SHORT TASK
Please repeat each of the entries below word for word, leaving nothing out.

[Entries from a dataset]
┌──

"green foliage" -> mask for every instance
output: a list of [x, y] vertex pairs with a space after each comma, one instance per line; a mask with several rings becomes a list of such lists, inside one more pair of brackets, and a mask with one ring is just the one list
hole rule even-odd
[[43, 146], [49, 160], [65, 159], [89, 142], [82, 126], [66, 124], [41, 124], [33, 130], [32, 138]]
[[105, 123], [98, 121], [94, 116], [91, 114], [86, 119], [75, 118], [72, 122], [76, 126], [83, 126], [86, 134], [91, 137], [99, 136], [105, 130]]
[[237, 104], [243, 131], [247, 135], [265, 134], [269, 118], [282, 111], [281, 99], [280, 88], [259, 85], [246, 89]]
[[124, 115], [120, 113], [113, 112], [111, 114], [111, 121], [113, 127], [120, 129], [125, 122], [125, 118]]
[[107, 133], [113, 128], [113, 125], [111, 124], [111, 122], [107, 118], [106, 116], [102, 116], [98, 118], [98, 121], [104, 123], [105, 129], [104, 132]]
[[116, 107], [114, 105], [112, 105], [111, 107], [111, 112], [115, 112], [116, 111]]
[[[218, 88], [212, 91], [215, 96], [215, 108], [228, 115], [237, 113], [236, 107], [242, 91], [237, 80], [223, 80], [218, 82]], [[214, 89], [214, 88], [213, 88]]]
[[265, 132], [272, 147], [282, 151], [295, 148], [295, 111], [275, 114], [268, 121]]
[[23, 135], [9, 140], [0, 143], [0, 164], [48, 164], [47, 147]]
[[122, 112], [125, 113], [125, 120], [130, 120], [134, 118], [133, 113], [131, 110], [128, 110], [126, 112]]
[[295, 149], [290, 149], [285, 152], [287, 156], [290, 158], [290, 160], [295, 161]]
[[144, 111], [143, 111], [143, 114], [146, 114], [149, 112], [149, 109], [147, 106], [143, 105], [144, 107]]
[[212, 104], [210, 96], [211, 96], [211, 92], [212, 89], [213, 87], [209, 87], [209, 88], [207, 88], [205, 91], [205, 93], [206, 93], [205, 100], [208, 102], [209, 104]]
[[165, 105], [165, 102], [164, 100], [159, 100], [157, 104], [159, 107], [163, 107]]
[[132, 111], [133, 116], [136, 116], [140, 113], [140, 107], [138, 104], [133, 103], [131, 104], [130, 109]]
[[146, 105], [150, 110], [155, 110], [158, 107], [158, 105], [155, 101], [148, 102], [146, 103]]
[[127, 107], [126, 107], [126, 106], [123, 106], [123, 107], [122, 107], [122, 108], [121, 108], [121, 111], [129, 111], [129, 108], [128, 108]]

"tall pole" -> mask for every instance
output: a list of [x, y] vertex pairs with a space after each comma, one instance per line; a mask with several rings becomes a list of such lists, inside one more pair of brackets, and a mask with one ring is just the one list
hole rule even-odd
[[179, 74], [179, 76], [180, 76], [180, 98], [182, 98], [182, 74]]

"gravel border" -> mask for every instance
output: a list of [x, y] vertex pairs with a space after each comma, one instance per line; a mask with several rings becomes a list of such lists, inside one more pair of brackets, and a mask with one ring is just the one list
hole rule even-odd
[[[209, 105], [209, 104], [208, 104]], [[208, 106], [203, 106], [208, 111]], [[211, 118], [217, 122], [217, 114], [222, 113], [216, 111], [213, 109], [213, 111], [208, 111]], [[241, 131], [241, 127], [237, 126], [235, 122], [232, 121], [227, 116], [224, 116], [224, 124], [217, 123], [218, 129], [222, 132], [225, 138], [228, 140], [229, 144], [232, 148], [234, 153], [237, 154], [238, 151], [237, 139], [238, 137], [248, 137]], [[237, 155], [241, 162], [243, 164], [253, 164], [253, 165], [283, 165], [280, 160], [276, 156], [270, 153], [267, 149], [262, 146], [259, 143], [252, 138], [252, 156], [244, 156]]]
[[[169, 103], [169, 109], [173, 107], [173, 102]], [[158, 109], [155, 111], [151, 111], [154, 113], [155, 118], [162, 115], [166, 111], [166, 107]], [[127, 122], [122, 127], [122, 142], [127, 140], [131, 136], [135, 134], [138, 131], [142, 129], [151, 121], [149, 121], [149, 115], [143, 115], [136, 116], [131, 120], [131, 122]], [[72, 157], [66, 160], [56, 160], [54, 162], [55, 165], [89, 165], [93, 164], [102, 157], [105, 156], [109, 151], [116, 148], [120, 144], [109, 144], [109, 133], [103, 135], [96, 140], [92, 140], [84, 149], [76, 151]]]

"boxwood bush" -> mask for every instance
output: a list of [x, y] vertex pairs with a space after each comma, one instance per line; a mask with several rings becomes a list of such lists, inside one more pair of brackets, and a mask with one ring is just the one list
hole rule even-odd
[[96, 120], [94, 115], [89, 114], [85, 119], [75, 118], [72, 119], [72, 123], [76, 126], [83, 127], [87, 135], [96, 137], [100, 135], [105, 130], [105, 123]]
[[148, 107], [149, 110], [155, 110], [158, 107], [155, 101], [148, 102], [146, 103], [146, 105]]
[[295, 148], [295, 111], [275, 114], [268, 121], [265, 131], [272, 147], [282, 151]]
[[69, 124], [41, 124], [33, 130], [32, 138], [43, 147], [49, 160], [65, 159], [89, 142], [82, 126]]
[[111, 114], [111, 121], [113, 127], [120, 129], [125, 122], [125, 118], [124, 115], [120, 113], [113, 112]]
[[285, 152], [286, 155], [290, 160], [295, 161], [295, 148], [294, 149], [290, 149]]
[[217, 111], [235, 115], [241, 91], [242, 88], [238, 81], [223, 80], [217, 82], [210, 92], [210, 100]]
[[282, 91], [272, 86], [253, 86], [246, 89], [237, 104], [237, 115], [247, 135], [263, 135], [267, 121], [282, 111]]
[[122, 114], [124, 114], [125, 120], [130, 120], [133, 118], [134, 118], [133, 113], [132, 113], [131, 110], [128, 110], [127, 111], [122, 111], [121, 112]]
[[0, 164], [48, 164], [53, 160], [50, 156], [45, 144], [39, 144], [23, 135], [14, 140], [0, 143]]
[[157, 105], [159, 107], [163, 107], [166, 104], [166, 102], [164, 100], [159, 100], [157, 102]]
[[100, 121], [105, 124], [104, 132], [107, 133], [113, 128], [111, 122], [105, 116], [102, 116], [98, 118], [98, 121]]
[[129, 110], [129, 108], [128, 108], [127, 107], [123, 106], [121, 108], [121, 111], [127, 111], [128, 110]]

└──

OUTPUT OF THE TASK
"green foliage" -> mask for every instance
output: a list of [x, y] vertex pairs with a space after each comma, one instance per line; a mask with several rings becomes a list of such lists, inside one more pair of brackets, and a mask with one ring is just the one list
hole rule even-odd
[[43, 146], [49, 160], [65, 159], [89, 142], [82, 126], [66, 124], [41, 124], [33, 130], [32, 138]]
[[105, 123], [98, 121], [94, 116], [91, 114], [86, 119], [75, 118], [72, 122], [76, 126], [83, 126], [86, 134], [91, 137], [99, 136], [105, 130]]
[[237, 104], [243, 131], [247, 135], [265, 134], [269, 118], [282, 111], [281, 99], [280, 88], [259, 85], [246, 89]]
[[124, 115], [120, 113], [113, 112], [111, 114], [111, 121], [113, 127], [120, 129], [125, 122], [125, 118]]
[[107, 133], [113, 128], [113, 125], [111, 124], [111, 122], [107, 118], [106, 116], [102, 116], [98, 118], [98, 121], [104, 123], [105, 129], [104, 132]]
[[116, 107], [114, 105], [112, 105], [111, 107], [111, 112], [115, 112], [116, 111]]
[[[218, 88], [212, 91], [215, 96], [215, 108], [228, 115], [237, 113], [236, 107], [242, 91], [237, 80], [223, 80], [218, 82]], [[214, 89], [214, 88], [213, 88]]]
[[265, 132], [272, 147], [282, 151], [295, 148], [295, 111], [275, 114], [268, 121]]
[[23, 135], [9, 140], [0, 143], [0, 164], [48, 164], [47, 147]]
[[122, 112], [125, 113], [125, 120], [130, 120], [134, 118], [133, 113], [131, 110], [128, 110], [126, 112]]
[[295, 149], [290, 149], [285, 152], [287, 156], [290, 158], [290, 160], [295, 161]]
[[144, 111], [143, 111], [143, 114], [146, 114], [149, 112], [149, 109], [147, 106], [143, 105], [144, 107]]
[[212, 104], [210, 96], [211, 96], [211, 92], [212, 89], [213, 87], [209, 87], [209, 88], [207, 88], [205, 91], [205, 93], [206, 93], [205, 100], [208, 102], [209, 104]]
[[165, 105], [165, 102], [164, 100], [159, 100], [157, 104], [159, 107], [163, 107]]
[[132, 111], [133, 116], [136, 116], [140, 113], [140, 107], [138, 104], [133, 103], [131, 104], [130, 109]]
[[146, 105], [150, 110], [155, 110], [158, 107], [158, 105], [155, 101], [148, 102], [146, 103]]
[[127, 107], [126, 107], [126, 106], [123, 106], [123, 107], [122, 107], [122, 108], [121, 108], [121, 111], [129, 111], [129, 108], [128, 108]]

"tall pole" -> mask for every instance
output: a list of [x, y] vertex pairs with a space after each comma, one instance per line; a mask with several rings becomes a list of such lists, inside one more pair of brackets, and a mask with one ring is just the one list
hole rule even-odd
[[179, 74], [179, 76], [180, 76], [180, 98], [182, 98], [182, 74]]

"gravel border" -> mask for every instance
output: a list of [x, y] vertex pairs with a space after each comma, one instance per line; a mask with several rings becomes a list of such lists, inside one more pair of brackets, and a mask with one ring is just the one list
hole rule even-odd
[[[209, 105], [209, 104], [208, 104]], [[208, 106], [203, 106], [208, 111]], [[211, 118], [217, 122], [217, 114], [222, 113], [216, 111], [213, 109], [213, 111], [208, 111]], [[241, 131], [241, 127], [237, 126], [235, 122], [232, 121], [227, 116], [224, 116], [224, 124], [217, 123], [218, 129], [222, 132], [225, 138], [228, 140], [229, 144], [232, 148], [234, 153], [237, 154], [238, 151], [237, 139], [238, 137], [248, 137]], [[237, 155], [241, 162], [243, 164], [253, 164], [253, 165], [283, 165], [280, 160], [276, 156], [270, 153], [267, 149], [262, 146], [259, 143], [252, 138], [252, 156], [244, 156]]]
[[[169, 103], [169, 109], [173, 107], [173, 102]], [[158, 109], [155, 111], [151, 111], [154, 113], [155, 118], [162, 115], [166, 111], [166, 107]], [[127, 122], [122, 127], [122, 142], [127, 140], [131, 136], [135, 134], [138, 131], [142, 129], [151, 121], [149, 121], [149, 115], [143, 115], [136, 116], [131, 120], [131, 122]], [[72, 157], [66, 160], [56, 160], [54, 162], [55, 165], [89, 165], [93, 164], [102, 157], [105, 156], [109, 151], [116, 148], [120, 144], [109, 144], [109, 133], [103, 135], [96, 140], [92, 140], [84, 149], [76, 151]]]

"boxwood bush" -> mask for every instance
output: a list of [x, y] vertex pairs with a space after each comma, one instance per line; a mask with several rings becomes a list of such lists, inside one more pair of brackets, and a mask with one ring is just the one list
hole rule even-odd
[[96, 120], [94, 115], [89, 114], [85, 119], [75, 118], [72, 119], [72, 123], [76, 126], [83, 127], [87, 135], [96, 137], [100, 135], [105, 130], [105, 123]]
[[148, 107], [149, 110], [155, 110], [158, 107], [155, 101], [148, 102], [146, 103], [146, 105]]
[[295, 148], [295, 111], [275, 114], [268, 121], [265, 131], [272, 147], [282, 151]]
[[69, 124], [41, 124], [33, 130], [32, 138], [43, 147], [49, 160], [65, 159], [89, 142], [82, 126]]
[[111, 114], [111, 121], [113, 127], [120, 129], [125, 122], [125, 118], [124, 115], [120, 113], [113, 112]]
[[285, 152], [286, 155], [290, 160], [295, 161], [295, 148], [294, 149], [290, 149]]
[[217, 111], [235, 115], [241, 91], [242, 88], [238, 81], [223, 80], [217, 82], [210, 92], [210, 100]]
[[282, 91], [272, 86], [253, 86], [246, 89], [237, 104], [237, 115], [247, 135], [263, 135], [267, 121], [282, 111]]
[[122, 114], [124, 114], [125, 120], [130, 120], [133, 118], [134, 118], [133, 113], [132, 113], [131, 110], [128, 110], [127, 111], [122, 111], [121, 112]]
[[0, 164], [48, 164], [53, 160], [50, 156], [45, 144], [39, 144], [23, 135], [14, 140], [0, 143]]
[[157, 105], [159, 107], [163, 107], [166, 104], [166, 102], [164, 100], [159, 100], [157, 102]]
[[100, 121], [105, 124], [104, 132], [107, 133], [113, 128], [111, 122], [105, 116], [102, 116], [98, 118], [98, 121]]
[[129, 110], [129, 108], [128, 108], [127, 107], [123, 106], [121, 108], [121, 111], [127, 111], [128, 110]]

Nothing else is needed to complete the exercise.